Records for the task:
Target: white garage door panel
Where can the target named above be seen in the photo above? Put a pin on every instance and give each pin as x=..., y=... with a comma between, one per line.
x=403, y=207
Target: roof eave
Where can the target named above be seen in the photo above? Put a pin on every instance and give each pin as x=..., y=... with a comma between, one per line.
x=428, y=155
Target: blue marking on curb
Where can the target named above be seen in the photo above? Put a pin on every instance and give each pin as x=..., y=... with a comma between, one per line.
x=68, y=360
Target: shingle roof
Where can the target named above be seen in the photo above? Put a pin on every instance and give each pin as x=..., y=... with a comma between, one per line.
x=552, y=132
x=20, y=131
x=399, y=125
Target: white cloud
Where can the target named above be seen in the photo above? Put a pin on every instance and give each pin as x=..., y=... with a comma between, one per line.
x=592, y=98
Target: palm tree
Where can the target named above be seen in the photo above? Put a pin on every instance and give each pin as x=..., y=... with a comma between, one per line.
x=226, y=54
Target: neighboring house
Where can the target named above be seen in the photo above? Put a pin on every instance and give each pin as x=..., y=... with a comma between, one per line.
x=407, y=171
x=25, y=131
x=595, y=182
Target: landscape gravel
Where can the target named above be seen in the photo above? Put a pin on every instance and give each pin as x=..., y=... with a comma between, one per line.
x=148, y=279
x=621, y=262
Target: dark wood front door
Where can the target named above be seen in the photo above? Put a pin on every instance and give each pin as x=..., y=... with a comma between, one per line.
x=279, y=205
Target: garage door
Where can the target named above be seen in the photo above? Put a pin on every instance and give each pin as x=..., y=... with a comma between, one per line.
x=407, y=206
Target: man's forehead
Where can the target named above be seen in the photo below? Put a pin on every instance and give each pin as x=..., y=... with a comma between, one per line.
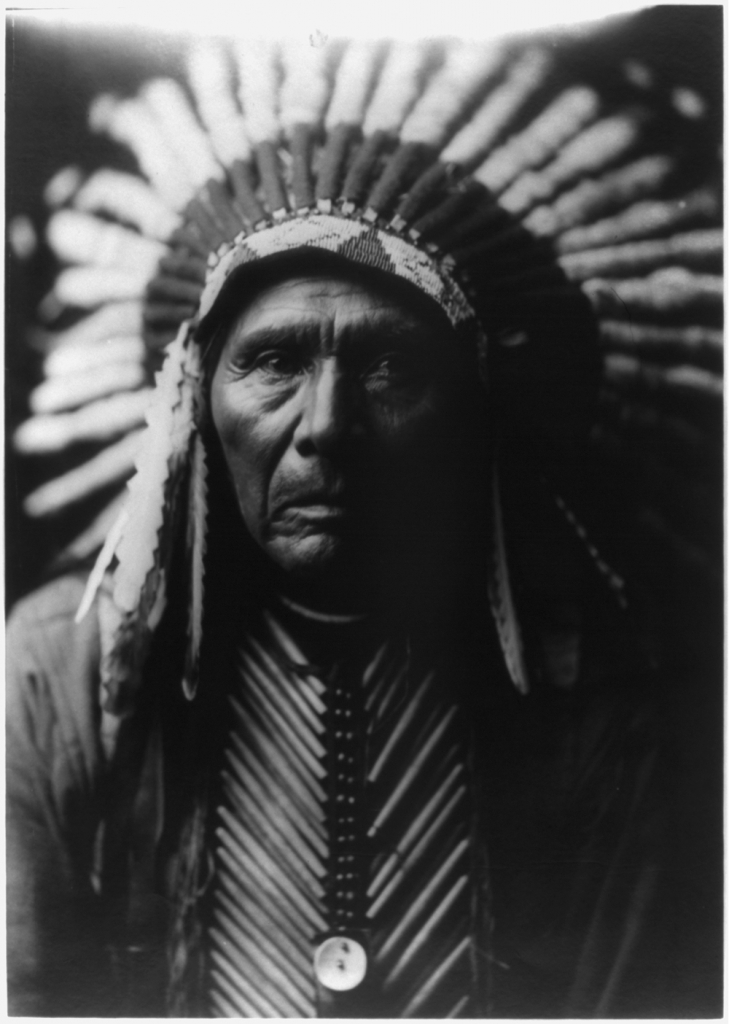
x=334, y=300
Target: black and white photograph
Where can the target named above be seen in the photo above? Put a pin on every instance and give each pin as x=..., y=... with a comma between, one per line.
x=363, y=516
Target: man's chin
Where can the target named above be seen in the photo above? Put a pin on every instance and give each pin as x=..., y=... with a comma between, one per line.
x=312, y=556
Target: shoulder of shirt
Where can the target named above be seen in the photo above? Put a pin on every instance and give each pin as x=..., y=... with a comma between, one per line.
x=58, y=599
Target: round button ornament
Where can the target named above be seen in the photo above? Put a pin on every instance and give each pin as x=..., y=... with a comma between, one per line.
x=340, y=964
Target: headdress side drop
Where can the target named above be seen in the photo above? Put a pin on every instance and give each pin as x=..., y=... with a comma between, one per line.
x=510, y=199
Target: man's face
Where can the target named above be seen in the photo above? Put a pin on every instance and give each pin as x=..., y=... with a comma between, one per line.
x=337, y=404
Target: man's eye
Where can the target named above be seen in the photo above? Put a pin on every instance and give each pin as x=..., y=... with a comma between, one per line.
x=279, y=364
x=391, y=369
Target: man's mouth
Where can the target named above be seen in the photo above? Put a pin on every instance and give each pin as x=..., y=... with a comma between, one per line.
x=313, y=507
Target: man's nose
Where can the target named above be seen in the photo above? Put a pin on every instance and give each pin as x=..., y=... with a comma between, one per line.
x=327, y=414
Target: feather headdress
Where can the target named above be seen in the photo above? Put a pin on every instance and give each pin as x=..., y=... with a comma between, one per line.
x=546, y=219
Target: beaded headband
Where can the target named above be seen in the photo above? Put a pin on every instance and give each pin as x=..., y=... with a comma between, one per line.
x=542, y=213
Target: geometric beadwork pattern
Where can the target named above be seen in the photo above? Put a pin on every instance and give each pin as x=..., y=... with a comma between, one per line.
x=346, y=811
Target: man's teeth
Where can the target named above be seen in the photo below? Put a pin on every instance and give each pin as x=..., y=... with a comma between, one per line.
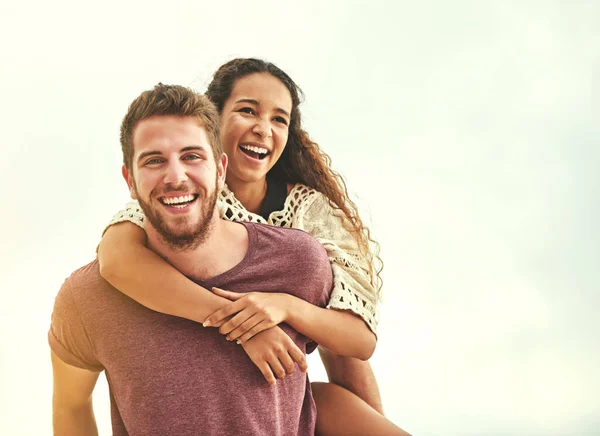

Task statement:
From the records given above, copy all lines containing "roof".

Task result:
Target: roof eave
Target: shingle roof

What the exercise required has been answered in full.